> [TEKS BACAAN]:
^^^^^^^^^^^^^^^^
Sekitar 14 tahun lalu,saat masih bekerja di Surabaya, saya punya seorang atasan yang bijak. Beliau senang bercerita sambil menyelipkan nasehat tentang kehidupan. Nasehatnya tak terkesan menggurui, malah menarik karena selalu didahului dengan cerita atau perumpamaan yang sangat mengena dengan petuah yang bakal diberikan. Itu sebabnya banyak nasehatnya yang melekat kuat dalam ingatan saya dan sering menginspirasi saya.
Salah satu nasehatnya yang masih saya ingat sampai sekarang, kurang lebih begini : ”Orang cenderung marah dan benci pada orang lain yang mengalahkannya, meski orang itu sebenarnya tidak sedang mengalahkannya”. Nah lho, bingung kan mencerna kalimatnya? Analoginya begini : seorang bocah cilik yang baru saja mendapat adik baru, biasanya tak suka pada adiknya. Si bocah beranggapan adiknya telah merebut perhatian dan cinta kasih ibu-bapaknya. Itu sebabnya ada anak balita yang diam-diam suka mencubit adik bayinya, memukul, bahkan menggigit, jika kebetulan orang tuanya tak melihatnya. Padahal, adik bayinya tak mungkin punya niat untuk sengaja mengalahkan si kakak dan merebut perhatian orang tuanya.
^^^^^^^^^^^^^^^^
> [DATA YANG DISEDIAKAN]:
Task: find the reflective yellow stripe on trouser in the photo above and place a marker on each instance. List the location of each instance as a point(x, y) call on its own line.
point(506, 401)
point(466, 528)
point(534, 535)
^^^^^^^^^^^^^^^^
> [TUGAS LATIHAN]: Tolong lanjutkan tulisan tentang nasihat seorang atasan yang bijak itu, mulai setelah kalimat terakhirnya.

> [HASIL TUGAS]:
Kecenderungan ini ternyata manusiawi dan tak hanya terjadi pada anak balita. Sampai usia sekolah bahkan remaja pun, kelakuan macam itu masih terbawa. Buktinya : murid baru di suatu sekolah seringkali mengalami bullying dari murid asli sekolah itu. Apa lagi kalau murid baru itu cantik, pintar, anak orang kaya, makin lengkaplah alasan untuk membencinya. Juara kelas merasa terancam prestasinya, siswi idola terancam reputasinya. Begitu juga siswa senior gemar banget mem-plonco juniornya. Itu sebabnya acara opspek susah sekali dihapuskan. Meski secara formal sekolah tak mengadakan, dengan dalih apapun kakak kelas akan berusaha mengagendakan acara yang mengakomodir keinginan terpendam mereka untuk menunjukkan senioritasnya. Di kalangan mahasiswa yang usianya sudah memasuki dewasa pun, hal seperti ini tetap terjadi.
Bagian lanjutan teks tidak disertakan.